SHORT PROBLEM:
Report every line of the records below that contains the string "background", copying each such line in full.

— start of DATA FOR PROCESSING —

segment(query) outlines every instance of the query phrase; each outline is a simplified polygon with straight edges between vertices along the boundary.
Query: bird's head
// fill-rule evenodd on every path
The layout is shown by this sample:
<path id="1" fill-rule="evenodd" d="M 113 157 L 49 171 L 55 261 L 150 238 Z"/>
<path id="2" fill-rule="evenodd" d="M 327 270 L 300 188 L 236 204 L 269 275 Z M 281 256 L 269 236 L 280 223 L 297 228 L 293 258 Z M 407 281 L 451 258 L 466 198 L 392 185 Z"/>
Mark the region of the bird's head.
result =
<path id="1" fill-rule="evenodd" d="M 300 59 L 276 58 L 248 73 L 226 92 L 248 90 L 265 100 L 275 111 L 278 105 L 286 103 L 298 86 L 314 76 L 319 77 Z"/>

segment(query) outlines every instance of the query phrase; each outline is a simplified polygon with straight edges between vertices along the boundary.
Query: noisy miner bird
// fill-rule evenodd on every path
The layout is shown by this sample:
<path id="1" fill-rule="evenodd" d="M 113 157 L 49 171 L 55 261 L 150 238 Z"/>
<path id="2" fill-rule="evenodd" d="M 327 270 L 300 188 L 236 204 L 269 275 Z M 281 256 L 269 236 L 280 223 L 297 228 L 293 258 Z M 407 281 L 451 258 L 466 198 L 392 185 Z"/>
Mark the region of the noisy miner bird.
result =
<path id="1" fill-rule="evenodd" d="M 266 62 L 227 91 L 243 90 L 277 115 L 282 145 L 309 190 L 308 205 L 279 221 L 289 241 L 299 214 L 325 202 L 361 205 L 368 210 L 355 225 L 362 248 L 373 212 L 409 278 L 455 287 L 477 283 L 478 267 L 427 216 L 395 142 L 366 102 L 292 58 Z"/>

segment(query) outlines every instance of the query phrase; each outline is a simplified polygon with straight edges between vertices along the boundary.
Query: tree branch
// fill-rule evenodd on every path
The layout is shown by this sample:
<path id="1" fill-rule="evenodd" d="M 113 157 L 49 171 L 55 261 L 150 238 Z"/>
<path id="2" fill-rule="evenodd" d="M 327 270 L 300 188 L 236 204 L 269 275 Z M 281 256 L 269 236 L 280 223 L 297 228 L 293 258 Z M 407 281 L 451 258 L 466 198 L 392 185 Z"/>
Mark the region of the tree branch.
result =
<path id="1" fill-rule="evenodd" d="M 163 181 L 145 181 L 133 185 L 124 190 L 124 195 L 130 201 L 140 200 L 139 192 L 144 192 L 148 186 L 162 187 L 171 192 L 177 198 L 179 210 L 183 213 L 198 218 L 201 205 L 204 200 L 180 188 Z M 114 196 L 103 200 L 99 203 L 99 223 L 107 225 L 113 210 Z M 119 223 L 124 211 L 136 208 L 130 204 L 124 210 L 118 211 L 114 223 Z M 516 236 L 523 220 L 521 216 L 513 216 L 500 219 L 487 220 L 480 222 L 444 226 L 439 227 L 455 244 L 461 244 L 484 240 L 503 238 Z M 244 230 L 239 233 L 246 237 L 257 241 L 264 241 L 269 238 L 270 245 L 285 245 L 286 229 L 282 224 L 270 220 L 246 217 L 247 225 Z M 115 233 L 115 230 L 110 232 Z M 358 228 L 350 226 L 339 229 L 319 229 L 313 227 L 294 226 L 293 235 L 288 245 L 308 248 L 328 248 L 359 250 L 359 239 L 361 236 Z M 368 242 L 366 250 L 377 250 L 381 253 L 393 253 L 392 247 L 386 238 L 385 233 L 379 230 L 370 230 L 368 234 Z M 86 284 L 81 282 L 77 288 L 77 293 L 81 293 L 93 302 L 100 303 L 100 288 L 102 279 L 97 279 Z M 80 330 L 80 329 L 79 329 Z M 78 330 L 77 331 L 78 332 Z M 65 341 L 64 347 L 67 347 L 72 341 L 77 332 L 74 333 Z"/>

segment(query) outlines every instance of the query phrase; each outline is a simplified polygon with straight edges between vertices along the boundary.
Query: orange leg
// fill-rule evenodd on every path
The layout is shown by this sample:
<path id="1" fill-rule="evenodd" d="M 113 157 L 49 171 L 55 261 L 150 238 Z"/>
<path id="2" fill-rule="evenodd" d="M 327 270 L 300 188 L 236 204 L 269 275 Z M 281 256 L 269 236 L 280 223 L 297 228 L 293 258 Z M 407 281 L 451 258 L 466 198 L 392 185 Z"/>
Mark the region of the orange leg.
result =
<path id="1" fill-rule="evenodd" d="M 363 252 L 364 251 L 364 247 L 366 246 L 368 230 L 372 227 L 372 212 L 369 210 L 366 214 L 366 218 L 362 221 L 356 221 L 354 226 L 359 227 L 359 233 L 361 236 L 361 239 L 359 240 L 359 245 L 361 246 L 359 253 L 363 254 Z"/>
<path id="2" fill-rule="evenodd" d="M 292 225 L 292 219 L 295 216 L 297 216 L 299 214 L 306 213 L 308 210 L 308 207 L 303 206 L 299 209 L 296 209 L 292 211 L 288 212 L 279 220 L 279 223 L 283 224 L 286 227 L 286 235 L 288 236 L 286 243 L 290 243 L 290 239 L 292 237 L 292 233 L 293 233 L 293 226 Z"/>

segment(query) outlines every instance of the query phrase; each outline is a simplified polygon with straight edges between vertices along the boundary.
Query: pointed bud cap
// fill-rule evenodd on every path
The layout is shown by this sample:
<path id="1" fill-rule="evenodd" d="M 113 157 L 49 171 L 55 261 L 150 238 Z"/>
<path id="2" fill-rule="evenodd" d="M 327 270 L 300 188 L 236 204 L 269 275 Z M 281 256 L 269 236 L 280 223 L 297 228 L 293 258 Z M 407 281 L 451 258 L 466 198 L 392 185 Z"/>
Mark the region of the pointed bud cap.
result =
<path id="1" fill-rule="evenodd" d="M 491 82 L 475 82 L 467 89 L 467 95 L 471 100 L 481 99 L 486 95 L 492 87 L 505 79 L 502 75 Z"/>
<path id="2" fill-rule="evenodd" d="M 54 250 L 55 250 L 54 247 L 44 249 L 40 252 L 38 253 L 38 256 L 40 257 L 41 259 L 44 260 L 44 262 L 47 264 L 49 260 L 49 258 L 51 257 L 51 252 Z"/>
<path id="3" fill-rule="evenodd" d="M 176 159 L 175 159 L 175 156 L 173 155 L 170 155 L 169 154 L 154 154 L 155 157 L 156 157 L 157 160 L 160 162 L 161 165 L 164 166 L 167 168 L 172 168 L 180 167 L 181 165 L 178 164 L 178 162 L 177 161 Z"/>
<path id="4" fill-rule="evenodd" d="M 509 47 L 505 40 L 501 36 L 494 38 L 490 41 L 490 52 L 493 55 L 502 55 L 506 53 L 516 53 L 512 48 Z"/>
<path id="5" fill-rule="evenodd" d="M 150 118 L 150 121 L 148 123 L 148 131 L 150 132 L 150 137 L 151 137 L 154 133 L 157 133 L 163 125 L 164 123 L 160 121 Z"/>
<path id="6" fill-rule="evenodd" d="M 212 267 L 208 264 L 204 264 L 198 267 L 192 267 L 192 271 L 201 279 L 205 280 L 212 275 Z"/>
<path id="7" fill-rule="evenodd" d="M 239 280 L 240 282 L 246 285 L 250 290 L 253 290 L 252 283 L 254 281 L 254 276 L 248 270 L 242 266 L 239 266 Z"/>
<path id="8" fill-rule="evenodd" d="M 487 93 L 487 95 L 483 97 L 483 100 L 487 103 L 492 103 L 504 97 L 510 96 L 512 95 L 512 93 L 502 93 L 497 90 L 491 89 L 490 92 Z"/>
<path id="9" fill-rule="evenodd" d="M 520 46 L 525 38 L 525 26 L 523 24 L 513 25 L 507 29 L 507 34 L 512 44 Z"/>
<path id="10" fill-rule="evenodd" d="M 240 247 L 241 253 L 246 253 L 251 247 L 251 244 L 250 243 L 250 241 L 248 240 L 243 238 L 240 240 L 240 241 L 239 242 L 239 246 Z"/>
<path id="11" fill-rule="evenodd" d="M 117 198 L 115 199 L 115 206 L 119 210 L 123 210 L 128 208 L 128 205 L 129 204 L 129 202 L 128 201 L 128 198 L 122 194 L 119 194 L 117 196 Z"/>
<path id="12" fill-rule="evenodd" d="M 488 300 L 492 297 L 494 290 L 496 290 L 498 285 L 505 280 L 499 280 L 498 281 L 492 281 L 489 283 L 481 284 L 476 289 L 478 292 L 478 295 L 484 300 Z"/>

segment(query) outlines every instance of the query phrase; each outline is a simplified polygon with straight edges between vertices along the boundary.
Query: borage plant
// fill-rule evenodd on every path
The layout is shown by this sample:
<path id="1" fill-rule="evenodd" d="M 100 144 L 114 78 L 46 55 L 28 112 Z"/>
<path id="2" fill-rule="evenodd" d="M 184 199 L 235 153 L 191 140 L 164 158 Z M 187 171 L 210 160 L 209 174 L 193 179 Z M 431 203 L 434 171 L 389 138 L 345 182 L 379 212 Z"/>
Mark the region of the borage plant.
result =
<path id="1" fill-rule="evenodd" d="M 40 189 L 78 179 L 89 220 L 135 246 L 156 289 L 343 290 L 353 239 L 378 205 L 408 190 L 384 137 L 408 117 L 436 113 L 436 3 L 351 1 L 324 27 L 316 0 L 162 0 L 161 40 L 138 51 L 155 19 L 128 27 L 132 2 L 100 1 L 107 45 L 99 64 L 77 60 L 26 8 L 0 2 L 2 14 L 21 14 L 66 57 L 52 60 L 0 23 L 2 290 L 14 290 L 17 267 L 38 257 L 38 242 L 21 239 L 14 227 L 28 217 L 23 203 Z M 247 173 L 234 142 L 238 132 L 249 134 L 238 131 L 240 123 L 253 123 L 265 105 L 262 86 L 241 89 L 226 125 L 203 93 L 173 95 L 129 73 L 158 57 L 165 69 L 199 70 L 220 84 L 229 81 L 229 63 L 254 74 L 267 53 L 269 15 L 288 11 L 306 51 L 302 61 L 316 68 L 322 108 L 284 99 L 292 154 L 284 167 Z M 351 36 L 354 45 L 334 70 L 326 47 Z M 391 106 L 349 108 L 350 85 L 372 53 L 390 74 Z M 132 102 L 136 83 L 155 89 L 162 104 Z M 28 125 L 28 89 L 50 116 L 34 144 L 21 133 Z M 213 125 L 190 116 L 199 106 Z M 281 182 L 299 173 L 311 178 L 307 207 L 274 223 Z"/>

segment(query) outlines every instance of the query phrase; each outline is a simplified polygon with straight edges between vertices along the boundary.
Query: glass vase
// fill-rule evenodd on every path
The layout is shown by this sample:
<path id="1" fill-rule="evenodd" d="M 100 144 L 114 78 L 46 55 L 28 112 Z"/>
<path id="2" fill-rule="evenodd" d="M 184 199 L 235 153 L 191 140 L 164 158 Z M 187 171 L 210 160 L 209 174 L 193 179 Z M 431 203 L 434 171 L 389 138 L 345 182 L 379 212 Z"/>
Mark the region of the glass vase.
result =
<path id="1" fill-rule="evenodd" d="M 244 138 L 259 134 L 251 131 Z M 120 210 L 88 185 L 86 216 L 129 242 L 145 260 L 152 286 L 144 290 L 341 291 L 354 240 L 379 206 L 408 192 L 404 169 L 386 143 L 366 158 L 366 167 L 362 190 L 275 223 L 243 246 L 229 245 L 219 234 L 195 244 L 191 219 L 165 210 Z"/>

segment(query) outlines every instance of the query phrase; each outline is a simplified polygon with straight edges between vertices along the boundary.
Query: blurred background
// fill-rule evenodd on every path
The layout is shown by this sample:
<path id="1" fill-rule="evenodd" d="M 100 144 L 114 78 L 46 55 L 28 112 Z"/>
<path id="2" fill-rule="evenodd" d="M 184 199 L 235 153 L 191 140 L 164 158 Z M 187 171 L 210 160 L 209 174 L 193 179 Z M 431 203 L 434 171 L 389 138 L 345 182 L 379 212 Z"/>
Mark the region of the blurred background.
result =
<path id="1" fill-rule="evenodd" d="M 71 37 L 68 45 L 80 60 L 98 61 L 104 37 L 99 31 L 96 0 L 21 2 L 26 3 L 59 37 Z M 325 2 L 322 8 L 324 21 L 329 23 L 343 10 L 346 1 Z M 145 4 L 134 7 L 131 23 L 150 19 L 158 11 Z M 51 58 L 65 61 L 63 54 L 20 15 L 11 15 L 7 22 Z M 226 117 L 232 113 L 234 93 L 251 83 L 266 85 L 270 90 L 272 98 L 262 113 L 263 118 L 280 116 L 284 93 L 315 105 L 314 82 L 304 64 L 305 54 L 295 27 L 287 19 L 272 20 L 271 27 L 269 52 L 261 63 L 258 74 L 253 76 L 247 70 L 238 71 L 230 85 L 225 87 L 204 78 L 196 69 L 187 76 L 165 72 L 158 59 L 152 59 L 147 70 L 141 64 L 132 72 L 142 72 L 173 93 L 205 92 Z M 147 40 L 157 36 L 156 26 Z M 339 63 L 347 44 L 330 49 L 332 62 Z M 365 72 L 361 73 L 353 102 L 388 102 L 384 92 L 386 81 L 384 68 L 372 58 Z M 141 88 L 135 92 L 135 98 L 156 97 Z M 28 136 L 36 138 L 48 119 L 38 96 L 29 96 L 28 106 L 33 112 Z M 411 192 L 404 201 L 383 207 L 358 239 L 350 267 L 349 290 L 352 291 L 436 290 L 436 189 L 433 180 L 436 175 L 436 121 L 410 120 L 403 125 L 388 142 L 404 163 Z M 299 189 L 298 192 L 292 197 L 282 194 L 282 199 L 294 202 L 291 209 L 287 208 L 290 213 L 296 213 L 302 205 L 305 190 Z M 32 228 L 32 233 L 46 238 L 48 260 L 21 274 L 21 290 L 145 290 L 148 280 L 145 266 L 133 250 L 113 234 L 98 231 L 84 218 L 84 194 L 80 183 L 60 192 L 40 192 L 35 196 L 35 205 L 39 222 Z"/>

— end of DATA FOR PROCESSING —

FINISHED ANSWER:
Query: blurred background
Mark the region of the blurred background.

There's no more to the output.